(Collected data entries)
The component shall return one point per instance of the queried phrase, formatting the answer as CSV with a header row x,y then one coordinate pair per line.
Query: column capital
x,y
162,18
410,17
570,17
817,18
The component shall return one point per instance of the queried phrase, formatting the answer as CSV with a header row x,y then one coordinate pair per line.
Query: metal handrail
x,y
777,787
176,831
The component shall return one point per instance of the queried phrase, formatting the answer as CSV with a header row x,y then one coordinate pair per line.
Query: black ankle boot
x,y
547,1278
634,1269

» **AIM OF THE EXERCISE**
The answer must be an exact copy of every record above.

» **ANSWER AREA**
The component shall return one point per instance of the queried phrase, formatting the answer as CSV with a header row x,y then one coordinate pair per line.
Query: column capital
x,y
162,18
410,17
570,17
817,18
The component shall return one point per instance of the queried phrase, formatting the answer as CSV with a header row x,y then one coordinate pair per line.
Query: metal handrail
x,y
777,787
176,831
The component shall return one point per instance of the queried phrase, formatting the answer as CSV with a header row x,y then one coordinate pair per line.
Query: black ankle boot
x,y
547,1278
634,1269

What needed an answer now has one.